** START OF SOURCE DOCUMENT **
Section 6.6  Adjustment of Minimum Quarterly Distribution and Target Distribution Levels.
 
(a) The Minimum Quarterly Distribution, First Target Distribution, Second Target Distribution, Common Unit Arrearages and Cumulative Common Unit Arrearages shall be proportionately adjusted in the event of any distribution, combination or subdivision (whether effected by a distribution payable in Units or otherwise) of Units or other Partnership Securities in accordance with Section 5.9. In the event of a distribution of Available Cash that is deemed to be from Capital Surplus, the then applicable Minimum Quarterly Distribution, First Target Distribution, and Second Target Distribution, shall be adjusted proportionately downward to equal the product obtained by multiplying the otherwise applicable Minimum Quarterly Distribution, First Target Distribution, and Second Target Distribution, as the case may be, by a fraction of which the numerator is the Unrecovered Initial Unit Price of the Common Units immediately after giving effect to such distribution and of which the denominator is the Unrecovered Initial Unit Price of the Common Units immediately prior to giving effect to such distribution.
 
(b) The Minimum Quarterly Distribution, First Target Distribution, and Second Target Distribution shall also be subject to adjustment pursuant to Section 5.11 and Section 6.9.
 
Section 6.7  Special Provisions Relating to the Holders of Subordinated Units and Class B Units.
 
(a) Except with respect to the right to vote on or approve matters requiring the vote or approval of a percentage of the holders of Outstanding Common Units and the right to participate in allocations of income, gain, loss and deduction and distributions made with respect to Common Units, the holder of a Subordinated Unit, although a separate class, shall have all of the rights and obligations of a Unitholder holding Common Units hereunder; provided, however, that immediately upon the conversion of Subordinated Units into Common Units pursuant to Section 5.7, the Unitholder holding a Subordinated Unit shall possess all of the rights and obligations of a Unitholder holding Common Units hereunder, including the right to vote as a Common Unitholder and the right to participate in allocations of income, gain, loss and deduction and distributions made with respect to Common Units; provided, however, that such converted Subordinated Units shall remain subject to the provisions of Section 5.5(c)(ii), Section 6.1(d)(x)(A), Section 6.7(b) and Section 6.7(c).
** END OF SOURCE DOCUMENT **
# LIST OF TASKS
**1.** Print the partnership agreement excerpt from "(b) The Minimum Quarterly" to "and Class B Units.".
**2.** According to the partnership agreement excerpt, under which two sections are the Minimum Quarterly Distribution, First Target Distribution, and Second Target Distribution also subject to adjustment?
**3.** Go on with the partnership agreement excerpt, beginning right after its last sentence.
** START OF EXTRACTED ENTRIES **
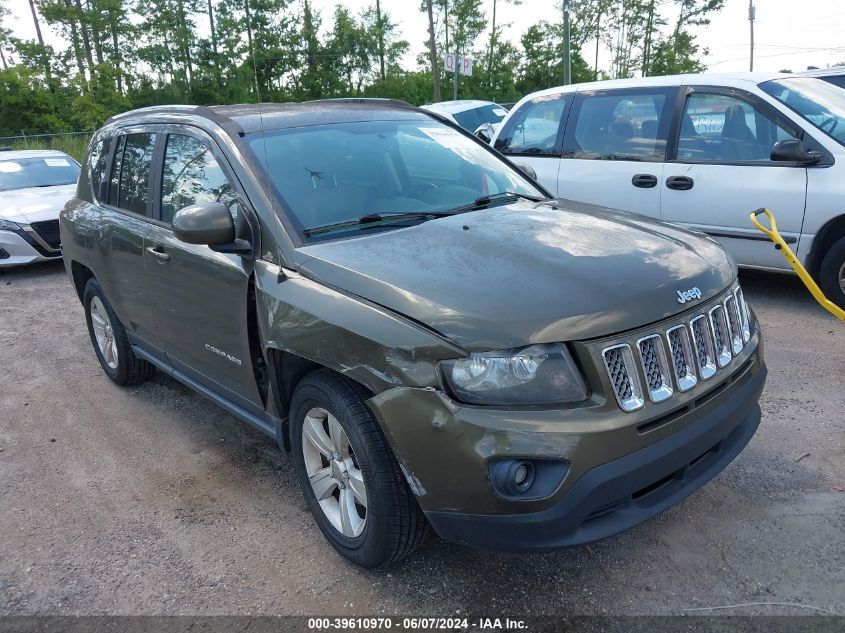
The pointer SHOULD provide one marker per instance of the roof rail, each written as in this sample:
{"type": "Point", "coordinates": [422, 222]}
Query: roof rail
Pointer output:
{"type": "Point", "coordinates": [372, 100]}
{"type": "Point", "coordinates": [203, 111]}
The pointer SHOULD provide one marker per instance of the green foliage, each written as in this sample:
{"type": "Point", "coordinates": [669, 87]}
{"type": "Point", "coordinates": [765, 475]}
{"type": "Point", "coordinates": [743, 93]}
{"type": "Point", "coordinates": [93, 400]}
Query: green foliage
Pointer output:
{"type": "Point", "coordinates": [123, 54]}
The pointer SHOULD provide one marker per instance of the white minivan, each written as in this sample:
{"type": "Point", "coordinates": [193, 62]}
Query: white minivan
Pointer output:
{"type": "Point", "coordinates": [702, 151]}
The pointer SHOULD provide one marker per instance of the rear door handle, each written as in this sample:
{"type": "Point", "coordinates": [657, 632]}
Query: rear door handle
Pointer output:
{"type": "Point", "coordinates": [644, 181]}
{"type": "Point", "coordinates": [680, 183]}
{"type": "Point", "coordinates": [158, 253]}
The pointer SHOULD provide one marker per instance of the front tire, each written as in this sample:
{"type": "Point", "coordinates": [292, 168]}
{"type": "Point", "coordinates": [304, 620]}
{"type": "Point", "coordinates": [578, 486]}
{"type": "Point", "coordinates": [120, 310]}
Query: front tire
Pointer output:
{"type": "Point", "coordinates": [350, 479]}
{"type": "Point", "coordinates": [110, 341]}
{"type": "Point", "coordinates": [832, 273]}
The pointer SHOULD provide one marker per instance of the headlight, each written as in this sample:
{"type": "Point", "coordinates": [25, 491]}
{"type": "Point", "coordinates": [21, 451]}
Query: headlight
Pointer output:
{"type": "Point", "coordinates": [537, 374]}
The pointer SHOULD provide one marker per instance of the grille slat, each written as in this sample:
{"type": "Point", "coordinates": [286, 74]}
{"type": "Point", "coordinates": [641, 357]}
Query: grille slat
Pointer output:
{"type": "Point", "coordinates": [688, 352]}
{"type": "Point", "coordinates": [655, 368]}
{"type": "Point", "coordinates": [48, 230]}
{"type": "Point", "coordinates": [619, 362]}
{"type": "Point", "coordinates": [721, 336]}
{"type": "Point", "coordinates": [682, 357]}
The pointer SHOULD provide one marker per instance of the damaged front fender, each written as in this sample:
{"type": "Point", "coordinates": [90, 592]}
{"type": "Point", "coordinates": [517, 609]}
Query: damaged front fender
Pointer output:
{"type": "Point", "coordinates": [370, 345]}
** END OF EXTRACTED ENTRIES **
# WRITTEN RESPONSES
**1.**
(b) The Minimum Quarterly Distribution, First Target Distribution, and Second Target Distribution shall also be subject to adjustment pursuant to Section 5.11 and Section 6.9.
 
Section 6.7  Special Provisions Relating to the Holders of Subordinated Units and Class B Units.

**2.** Section 5.11 and Section 6.9.

**3.**
 
(b) A Unitholder shall not be permitted to transfer a Subordinated Unit or a Subordinated Unit that has converted into a Common Unit pursuant to Section 5.7 (other than a transfer to an Affiliate) if the remaining balance in the transferring Unitholder’s Capital Account with respect to the retained Subordinated Units or Retained Converted Subordinated Units would be negative after giving effect to the allocation under Section 5.5(c)(ii)(B).
 
(c) The Unitholder holding a Common Unit that has resulted from the conversion of a Subordinated Unit pursuant to Section 5.7 shall not be issued a Common Unit Certificate pursuant to Section 4.1, and shall not be permitted to transfer such Common Units to a Person that is not an Affiliate of the holder until such time as the General Partner determines, based on advice of counsel, that each such Common Unit should have, as a substantive matter, like intrinsic economic and federal income tax characteristics, in all material respects, to the intrinsic economic and federal income tax characteristics of an Initial Common Unit. In connection with the condition imposed by this Section 6.7(c), the General Partner may take whatever steps are required to provide economic uniformity to such Common Units in preparation for a transfer of such Common Units, including the application of Section 5.5(c)(ii), Section 6.1(d)(x) and Section 6.7(b); provided, however, that no such steps may be taken that would have a material adverse effect on the Unitholders holding Common Units represented by Common Unit Certificates.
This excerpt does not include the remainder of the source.